▶ _AIM OF THE TASK_: Extend the column below on why computers don't use optical connections, picking up right after its last sentence.

▶ _GIVEN TEXT_:

══════════

Atomic I/O letters column #58Originally published in Atomic: Maximum Power Computing Reprinted here June 2006.
Last modified 16-Jan-2015.
An idea occurred to me after reading the Atomic review of the Gigabyte i-RAM and noticing the 150Mb/s limit on SATA bandwidth. Why not use optical cable to connect devices? So I Googled it and found the speed of optical to be up to 10Gb/s! Googling further I found something Intel was doing.
So the idea ain't new, and there seem to be some developments... but what bugs me is that this technology already exists! I've got optical cable connecting my DVD player to my sound system!
So, just out of curiosity, why don't we already have optical connections?
Copper may be running out of puff for super-fast CPU connections - motherboard makers have been doing tricky things with circuit paths for many years now to equalise signal transit time - but it's a long way from its limits in the storage-interface department.
People are using optical connections for storage and networking right now. Fibre Channel (FC) over optic fibre is in common use in the enterprise storage market.
The advantage of FC, though, is that it lets you hang a vast drive array or whole busy network off one slim cable, and run that cable quite a long way. If you're only doing home or small business computing tasks, you don't need that much bandwidth or range. Even if you set up a proper fast RAID array, one of the much cheaper fast SCSI interfaces, or even FireWire, will be fast enough. And your array probably won't be in a building a quarter mile down the road.
When you need to pack huge amounts of data into a long distance cable, optical's the way to go - it's hard to make a phone call today that isn't photons for some part of its trip. But for less demanding purposes, and for lower cost, copper still works just fine - as evidenced by the fact that a lot of the world's FC setups actually run the FC protocol over twisted pair copper cable!
Your home theatre system uses an optical cable for... well, for no terribly good reason, actually. The highest bandwidth that S/PDIF cable's ever going to have to carry is that of cinematic DTS audio, which only needs the same 1,411,200 data bits per second as uncompressed CD audio. DTS from DVDs is usually only 768 kilobits per second, and most DVDs only have AC-3 audio, which never takes up more than 448 kilobits per second.

══════════

▶ _RECORDED DATA_:
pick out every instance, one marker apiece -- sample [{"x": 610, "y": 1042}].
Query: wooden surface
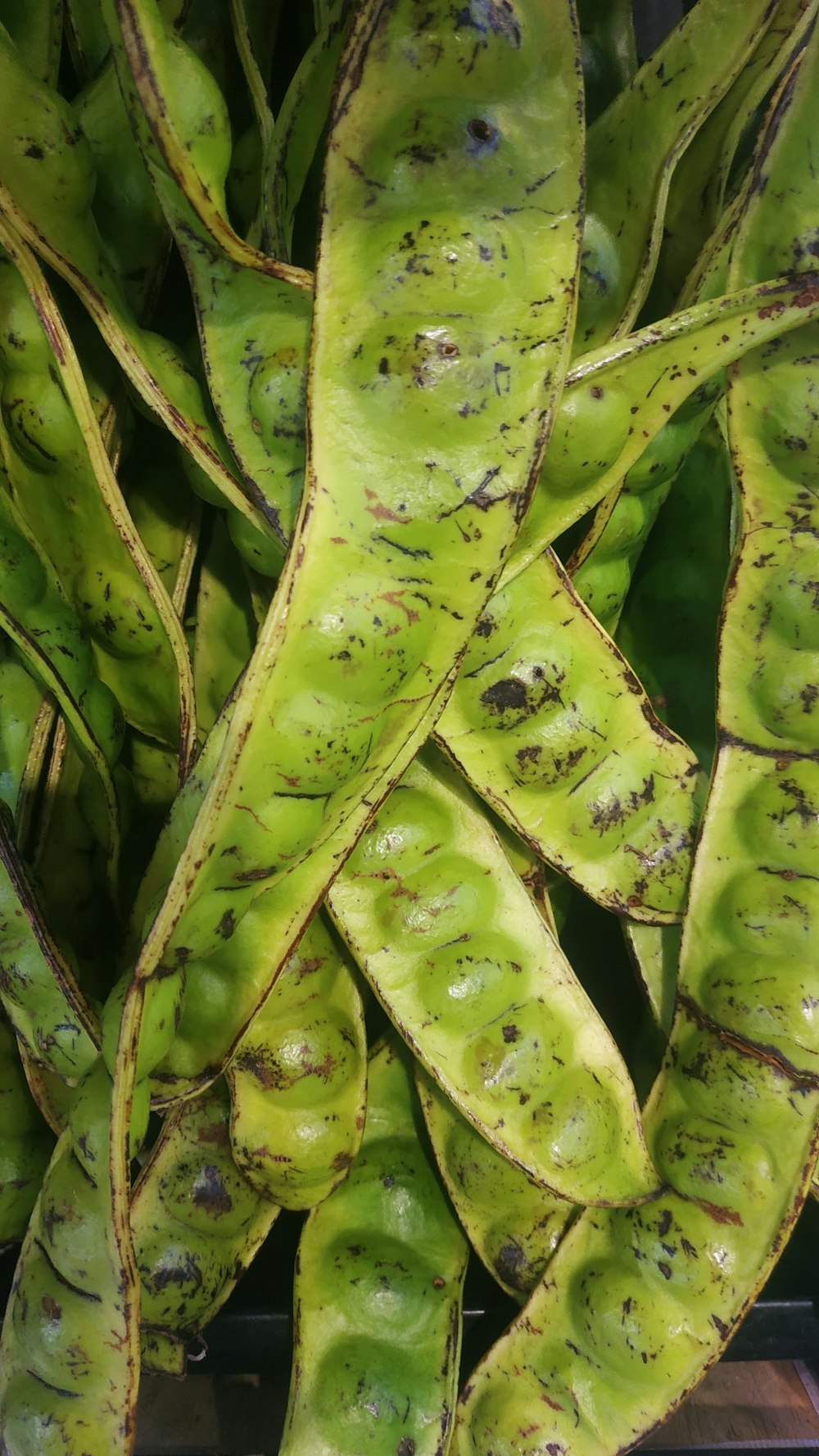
[{"x": 736, "y": 1404}]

══════════

▶ _EXERCISE RESULT_:
All of these bit rates are pathetic even compared with ancient 10BaseT Ethernet, and well within the abilities of a very cheap electrical cable, as all the people who use electrical S/PDIF over a $4 RCA lead can testify.
Cooling is one of the things that is constantly on my mind, lately I have been slowly designing a water-cooling kit.
One of the things I was considering was the use of mercury instead of water.
Mercury, as a metal, would have better heat carrying properties than water. It would be a kind of moving heatsink, as well as looking really funky and being really Atomican.
I have been told that mercury will expand hugely when heat is applied, so you would have to provide a huge amount of room in the tank for the mercury to expand and a powerful pump to push it around, due to the greater density.
What is stopping us from using a mercury based cooling kit? The plusses seem at the moment to be outweighing the negatives.
What's stopping us?
Oh, just one or two minor things.
First up: Mercury has indeed been used as a coolant - in some old nuclear reactors. Modern liquid-metal-cooled reactors typically use something like sodium instead, because molten sodium spraying all over the place is actually not the biggest problem, if the reactor's cooling system's ruptured.
Plus, if you spill a drop of mercury on your nice aluminium case and don't notice, it will have eaten a hole through it and seeped into the carpet by the next morning. It'll do the same thing to any aluminium cooling jackets it passes through.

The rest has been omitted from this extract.